— Begin GIVEN RECORDS —

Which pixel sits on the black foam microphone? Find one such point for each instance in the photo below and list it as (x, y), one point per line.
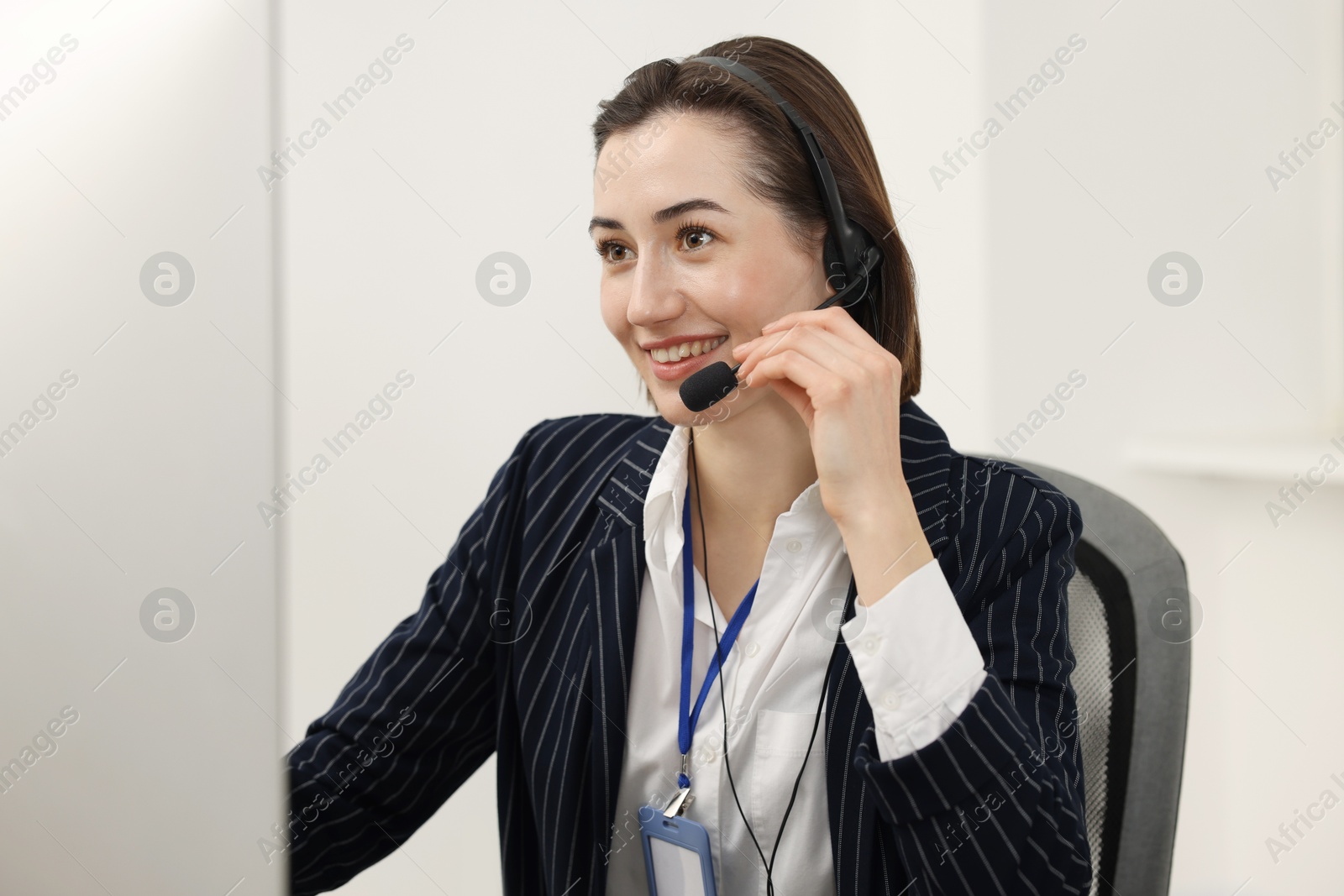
(711, 385)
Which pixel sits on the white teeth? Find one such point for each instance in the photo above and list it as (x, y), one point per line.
(685, 349)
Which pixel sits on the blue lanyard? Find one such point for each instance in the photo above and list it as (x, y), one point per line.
(685, 725)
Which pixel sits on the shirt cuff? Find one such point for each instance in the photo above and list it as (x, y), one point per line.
(917, 660)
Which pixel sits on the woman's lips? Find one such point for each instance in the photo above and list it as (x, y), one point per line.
(685, 365)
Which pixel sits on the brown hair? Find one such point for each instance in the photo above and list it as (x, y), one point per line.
(774, 165)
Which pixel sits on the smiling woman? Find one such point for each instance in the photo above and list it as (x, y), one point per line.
(866, 574)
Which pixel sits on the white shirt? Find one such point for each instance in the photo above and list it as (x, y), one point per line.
(914, 654)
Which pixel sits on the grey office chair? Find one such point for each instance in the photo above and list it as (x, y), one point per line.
(1131, 622)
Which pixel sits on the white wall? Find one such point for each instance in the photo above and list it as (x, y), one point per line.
(141, 140)
(1158, 140)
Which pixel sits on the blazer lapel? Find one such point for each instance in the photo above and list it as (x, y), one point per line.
(615, 553)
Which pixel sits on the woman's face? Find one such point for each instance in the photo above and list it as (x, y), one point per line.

— End GIVEN RECORDS —

*WHAT YOU NEED TO DO*: Rewrite every line of the entries above as a JSON list of strings, one string per line. Skip blank lines and leave the pictures out.

*RESPONSE FOR THIS EXERCISE*:
[
  "Which pixel sits on the black foam microphone? Find one such point for each instance in the photo below and list it as (x, y), one point per line.",
  "(711, 385)",
  "Which pixel sits on the white teeth? Find one such point for each instance in the photo above and list it as (x, y), one point per line.",
  "(685, 349)",
  "Which pixel sits on the blue lanyard? Find one such point for each instance in the photo above and list it as (x, y), one point per line.",
  "(685, 725)",
  "Which pixel sits on the shirt cuff? Find one such point for each instance in the photo above and list it as (x, y), one point per line.",
  "(917, 660)",
  "Which pixel sits on the woman's lips? Find one such point for each instance in the photo above and list it as (x, y), one point per line.",
  "(685, 365)",
  "Which pixel sits on the brown hair? Find one such point for each instance in the photo above and list it as (x, y), one point per line.",
  "(774, 165)",
  "Which pixel sits on the smiling woman? Find one such point for each instance in the photo above and list it as (x, y), one point per line.",
  "(866, 574)",
  "Which pixel sits on the white shirt? Find one such point for each instance in the photo above and list it as (x, y), one point per line.",
  "(914, 654)",
  "Which pixel sits on the grey office chair? Find one such point for each instance in the photo above and list it as (x, y), one point per line.",
  "(1131, 622)",
  "Which pixel sits on the white wall? Find one such point for each instance in the photo above and list it as (x, y), one point per line.",
  "(141, 140)",
  "(1158, 140)",
  "Which pixel sits on the blazer lapel? Find one such point for each instance in the photo above and list it as (x, y), one point per line.",
  "(615, 553)",
  "Which pixel sits on the woman's face? Find one such point for each instance in the photo above and list it as (x, y), one point per line."
]